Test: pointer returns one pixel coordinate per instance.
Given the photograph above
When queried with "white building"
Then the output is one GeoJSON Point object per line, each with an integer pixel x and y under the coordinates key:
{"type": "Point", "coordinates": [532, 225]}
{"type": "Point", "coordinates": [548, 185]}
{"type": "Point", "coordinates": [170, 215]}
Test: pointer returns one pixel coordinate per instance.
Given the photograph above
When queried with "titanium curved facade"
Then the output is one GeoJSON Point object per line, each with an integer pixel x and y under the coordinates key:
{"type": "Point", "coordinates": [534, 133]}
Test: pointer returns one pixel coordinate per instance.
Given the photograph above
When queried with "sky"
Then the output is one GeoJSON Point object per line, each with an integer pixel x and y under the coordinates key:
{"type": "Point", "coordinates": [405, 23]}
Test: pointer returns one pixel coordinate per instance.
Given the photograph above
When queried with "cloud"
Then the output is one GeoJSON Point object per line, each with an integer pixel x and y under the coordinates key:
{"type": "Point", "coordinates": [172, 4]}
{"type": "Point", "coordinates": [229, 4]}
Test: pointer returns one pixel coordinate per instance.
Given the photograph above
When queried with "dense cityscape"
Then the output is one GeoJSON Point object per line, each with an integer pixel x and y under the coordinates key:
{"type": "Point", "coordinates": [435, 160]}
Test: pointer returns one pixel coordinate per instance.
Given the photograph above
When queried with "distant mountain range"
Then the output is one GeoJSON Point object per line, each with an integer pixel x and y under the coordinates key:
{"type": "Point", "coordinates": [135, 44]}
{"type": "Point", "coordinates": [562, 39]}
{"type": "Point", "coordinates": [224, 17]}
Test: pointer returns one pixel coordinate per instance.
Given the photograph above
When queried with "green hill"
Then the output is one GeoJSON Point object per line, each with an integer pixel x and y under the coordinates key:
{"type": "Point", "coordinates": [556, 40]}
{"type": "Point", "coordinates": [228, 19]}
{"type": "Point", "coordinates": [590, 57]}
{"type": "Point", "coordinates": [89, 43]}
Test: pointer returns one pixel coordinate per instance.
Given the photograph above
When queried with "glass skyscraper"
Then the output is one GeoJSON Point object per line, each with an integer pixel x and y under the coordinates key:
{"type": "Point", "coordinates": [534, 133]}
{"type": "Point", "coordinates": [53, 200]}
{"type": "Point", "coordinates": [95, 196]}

> Assignment
All the data needs repeating. Return it exactly.

> Solution to the exercise
Test: pointer returns one pixel coordinate per instance.
Given the photograph above
When queried with "white building"
Then the output is one GeoJSON Point object per line, each with an integer pixel x and y under the coordinates key:
{"type": "Point", "coordinates": [532, 225]}
{"type": "Point", "coordinates": [548, 185]}
{"type": "Point", "coordinates": [170, 215]}
Test: pointer returns one pixel coordinate per instance.
Given the photograph above
When queried with "titanium curved facade"
Then the output is one GeoJSON Point object per line, each with an integer pixel x and y under the coordinates key:
{"type": "Point", "coordinates": [534, 133]}
Test: pointer returns one pixel coordinate per instance.
Given the photograph above
When queried with "sky"
Then the output is one GeoJSON Point object per line, each with an integer pixel x and y under the coordinates key:
{"type": "Point", "coordinates": [405, 23]}
Test: pointer returns one pixel coordinate per instance.
Given the photograph above
When queried with "cloud"
Then the output is one GeoJSON Point object per line, each with an integer pixel x and y under the coordinates key:
{"type": "Point", "coordinates": [172, 4]}
{"type": "Point", "coordinates": [229, 4]}
Test: pointer returns one pixel coordinate per instance.
Given the photograph above
When queried with "dense cityscape"
Then the output is one GeoJSON Point object per line, each with an integer pixel x and y under the coordinates key:
{"type": "Point", "coordinates": [435, 160]}
Test: pointer returns one pixel coordinate per instance.
Given the photograph above
When queried with "distant mountain range"
Then the output is one GeoJSON Point object per line, each with an integer pixel x and y under the coordinates key:
{"type": "Point", "coordinates": [135, 44]}
{"type": "Point", "coordinates": [562, 39]}
{"type": "Point", "coordinates": [224, 17]}
Test: pointer returns one pixel coordinate per instance.
Given the photograph above
When queried with "green hill"
Then the output is one GeoJSON Point object per line, each with an integer pixel x and y under the coordinates key:
{"type": "Point", "coordinates": [556, 40]}
{"type": "Point", "coordinates": [228, 19]}
{"type": "Point", "coordinates": [590, 57]}
{"type": "Point", "coordinates": [89, 43]}
Test: pointer returns one pixel coordinate per instance.
Given the photograph above
When queried with "glass skyscraper"
Then the output is one GeoJSON Point object per line, each with an integer pixel x and y under the coordinates key:
{"type": "Point", "coordinates": [534, 133]}
{"type": "Point", "coordinates": [53, 200]}
{"type": "Point", "coordinates": [95, 196]}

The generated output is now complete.